*** Page excerpt ***

# [Wet Thumb Forum]-Hagen Green-X Phosphate Remover



## codeflag99 (Mar 19, 2004)

What is it?

Is it a resin? Or is it iron oxide based?

Does anyone know?


----------



## codeflag99 (Mar 19, 2004)

What is it?

Is it a resin? Or is it iron oxide based?

Does anyone know?


----------



## Cavan Allen (Jul 22, 2004)

Why do you think you need it?


----------



## codeflag99 (Mar 19, 2004)

I have been using it starting up a new Central American cichlid tank.

I was just curious if anyone here had information on which method of removing P the product was using.

I've never had a need for it before in the planted tanks.

George


----------



## Roger Miller (Jun 19, 2004)

Umm... If you're already using it, shouldn't you know what it is?


Roger Miller


----------



## codeflag99 (Mar 19, 2004)

Yes, but I was wondering if anyone knew what it was actually made of.

Hagen doesn't list it in their MSDS sheets.


----------



## Cavan Allen (Jul 22, 2004)

I'd look up their 800 number and call them.


----------



## Roger Miller (Jun 19, 2004)

What does it look like?

Roger Miller


----------

***

Exercise tasks:
1. From the Green-X forum thread, output the passage that begins at the words "I have been" and stops after "the planted tanks.".
2. Answer these questions about the Green-X forum thread.
(a) What kind of tank was codeflag99 starting up while using the product?
(b) According to codeflag99, where does Hagen not list what the product is made of?
(c) What does Cavan Allen suggest doing to find out?
Work from the Green-X forum thread alone.

*** Listed records ***

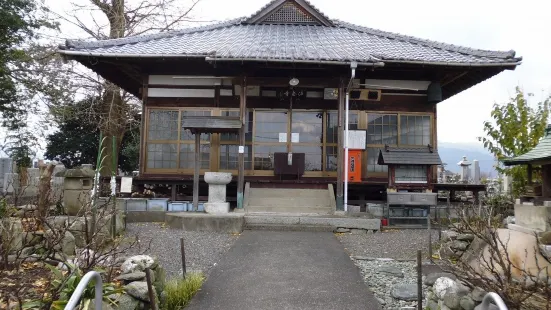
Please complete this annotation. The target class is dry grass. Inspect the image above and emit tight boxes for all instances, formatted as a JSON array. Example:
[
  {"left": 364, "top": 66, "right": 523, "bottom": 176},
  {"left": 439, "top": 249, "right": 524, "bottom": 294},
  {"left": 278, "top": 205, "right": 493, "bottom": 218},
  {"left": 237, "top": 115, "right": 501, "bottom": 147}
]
[{"left": 162, "top": 273, "right": 205, "bottom": 310}]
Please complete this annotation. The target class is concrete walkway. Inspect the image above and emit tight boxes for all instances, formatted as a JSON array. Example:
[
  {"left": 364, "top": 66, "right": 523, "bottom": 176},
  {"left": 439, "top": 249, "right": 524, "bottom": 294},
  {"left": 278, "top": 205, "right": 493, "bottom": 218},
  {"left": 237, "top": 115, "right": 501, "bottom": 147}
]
[{"left": 186, "top": 230, "right": 381, "bottom": 310}]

***

Task-by-task solutions:
1.
I have been using it starting up a new Central American cichlid tank.

I was just curious if anyone here had information on which method of removing P the product was using.

I've never had a need for it before in the planted tanks.

2.
(a) A new Central American cichlid tank.
(b) In their MSDS sheets.
(c) Look up Hagen's 800 number and call them.